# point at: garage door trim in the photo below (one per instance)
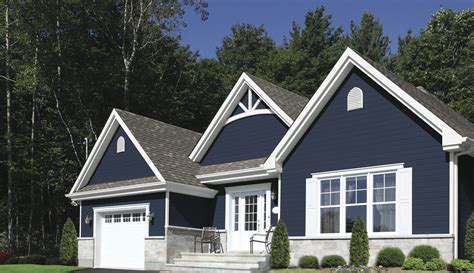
(106, 209)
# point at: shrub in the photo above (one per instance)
(68, 247)
(309, 262)
(436, 264)
(33, 259)
(424, 252)
(390, 257)
(359, 248)
(469, 240)
(332, 261)
(459, 265)
(412, 263)
(4, 255)
(280, 246)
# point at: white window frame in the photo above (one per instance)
(369, 172)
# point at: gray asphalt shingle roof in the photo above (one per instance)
(291, 103)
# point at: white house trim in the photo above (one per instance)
(226, 109)
(350, 59)
(100, 147)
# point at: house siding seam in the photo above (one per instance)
(383, 132)
(157, 206)
(218, 203)
(246, 138)
(465, 198)
(115, 166)
(189, 211)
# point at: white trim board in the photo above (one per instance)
(226, 109)
(350, 59)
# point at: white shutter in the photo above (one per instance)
(404, 201)
(311, 207)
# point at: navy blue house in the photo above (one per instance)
(367, 144)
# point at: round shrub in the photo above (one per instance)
(390, 257)
(424, 252)
(309, 261)
(469, 239)
(412, 263)
(280, 246)
(359, 247)
(436, 264)
(68, 247)
(459, 265)
(332, 261)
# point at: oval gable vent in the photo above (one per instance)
(355, 99)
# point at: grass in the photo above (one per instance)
(30, 268)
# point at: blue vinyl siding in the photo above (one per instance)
(120, 166)
(189, 211)
(383, 132)
(247, 138)
(465, 197)
(157, 206)
(218, 203)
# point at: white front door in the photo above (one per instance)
(121, 239)
(249, 214)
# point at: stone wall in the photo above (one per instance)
(85, 252)
(322, 247)
(155, 253)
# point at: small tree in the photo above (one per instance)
(68, 248)
(469, 240)
(359, 248)
(280, 246)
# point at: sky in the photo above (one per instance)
(397, 17)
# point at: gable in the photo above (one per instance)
(125, 165)
(382, 132)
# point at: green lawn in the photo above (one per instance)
(27, 268)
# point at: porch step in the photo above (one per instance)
(221, 263)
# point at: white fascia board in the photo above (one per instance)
(100, 147)
(118, 191)
(250, 174)
(226, 109)
(331, 83)
(190, 190)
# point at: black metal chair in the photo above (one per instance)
(210, 236)
(262, 239)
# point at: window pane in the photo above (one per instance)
(330, 220)
(362, 196)
(325, 199)
(361, 182)
(378, 195)
(384, 218)
(325, 186)
(350, 197)
(335, 198)
(352, 212)
(378, 181)
(350, 183)
(390, 180)
(389, 194)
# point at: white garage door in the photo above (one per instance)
(121, 239)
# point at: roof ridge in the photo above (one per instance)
(155, 120)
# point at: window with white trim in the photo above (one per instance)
(121, 144)
(381, 196)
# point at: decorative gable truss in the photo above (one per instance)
(246, 99)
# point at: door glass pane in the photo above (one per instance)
(251, 212)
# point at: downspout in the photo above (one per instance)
(469, 150)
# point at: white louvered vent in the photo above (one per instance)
(355, 99)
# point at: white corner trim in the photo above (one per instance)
(226, 109)
(100, 147)
(242, 175)
(331, 83)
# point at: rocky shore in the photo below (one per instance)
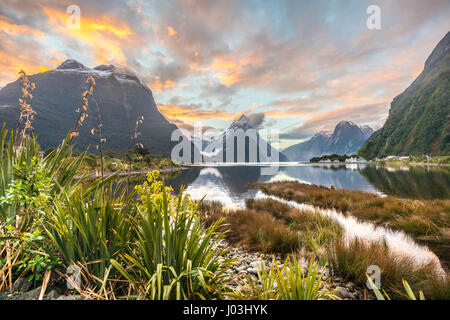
(246, 265)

——————————

• [What is required]
From the material above, output every line exactly as written, dropping any picture.

• [Response to the exercise]
# point at: garage door trim in the photo below (one per instance)
(106, 209)
# point at: shrub in the photo above (one per instance)
(68, 247)
(309, 262)
(436, 264)
(33, 259)
(424, 252)
(390, 257)
(359, 248)
(469, 240)
(332, 261)
(459, 265)
(412, 263)
(4, 255)
(280, 246)
# point at: white window frame in the photo above (one per instance)
(369, 172)
# point at: gray asphalt shingle roof in the photo above (one per instance)
(291, 103)
# point at: white house trim in the photo above (one per instance)
(226, 109)
(350, 59)
(100, 147)
# point at: house siding seam in the photo above (one per instance)
(383, 132)
(157, 206)
(218, 203)
(246, 138)
(465, 198)
(115, 166)
(189, 211)
# point at: white trim board in the photo above (one per instance)
(226, 109)
(350, 59)
# point at: white shutter in the photo above (one per instance)
(404, 201)
(311, 207)
# point at: navy blue house in the photo above (one per instance)
(367, 144)
# point at: round shrub in the photo above (one per instance)
(390, 257)
(424, 252)
(309, 261)
(469, 239)
(412, 263)
(280, 246)
(359, 247)
(436, 264)
(68, 247)
(459, 265)
(332, 261)
# point at: oval gable vent in the photo above (one per instance)
(355, 99)
# point at: grass in the photo above (one per instance)
(30, 268)
# point at: blue vinyl siding in the photo above (one per instance)
(120, 166)
(189, 211)
(383, 132)
(247, 138)
(465, 197)
(157, 206)
(218, 203)
# point at: white front door in the photo above (one per instance)
(121, 239)
(249, 214)
# point at: stone wall in the photo above (one per instance)
(85, 252)
(322, 247)
(155, 253)
# point at: small tree in the photo above (one per instance)
(68, 248)
(469, 240)
(359, 248)
(280, 246)
# point at: sky in the photo above (one per instance)
(397, 17)
# point at: gable in the photo above (one per instance)
(125, 165)
(382, 132)
# point at: green lawn in the photo above (one per instance)
(27, 268)
# point at: porch step in the photo above (one per instance)
(221, 263)
# point at: white fascia board in the photo above (one per instance)
(100, 147)
(118, 191)
(250, 174)
(226, 109)
(331, 83)
(190, 190)
# point at: black metal chair in the photo above (one per instance)
(210, 236)
(262, 239)
# point at: window pane in the photo above (one per instance)
(330, 220)
(362, 196)
(325, 199)
(361, 182)
(378, 195)
(384, 218)
(325, 186)
(350, 197)
(335, 198)
(352, 212)
(378, 181)
(350, 183)
(390, 180)
(389, 194)
# point at: white garage door in the photo above (one per instance)
(121, 239)
# point at: roof ridge in the photo above (one per instance)
(155, 120)
# point at: window with white trim in the photo above (one per instance)
(121, 144)
(381, 196)
# point at: decorative gable truss in the photo above (one per instance)
(246, 99)
# point at: door glass pane in the photo above (one per instance)
(251, 212)
# point at: downspout in the photo above (one per instance)
(469, 150)
# point at: white louvered vent in the photo above (one per instance)
(355, 99)
# point at: white corner trim in the photo above (one per instance)
(226, 109)
(100, 147)
(242, 175)
(331, 83)
# point at: rocky shore in the photo below (one per instance)
(246, 265)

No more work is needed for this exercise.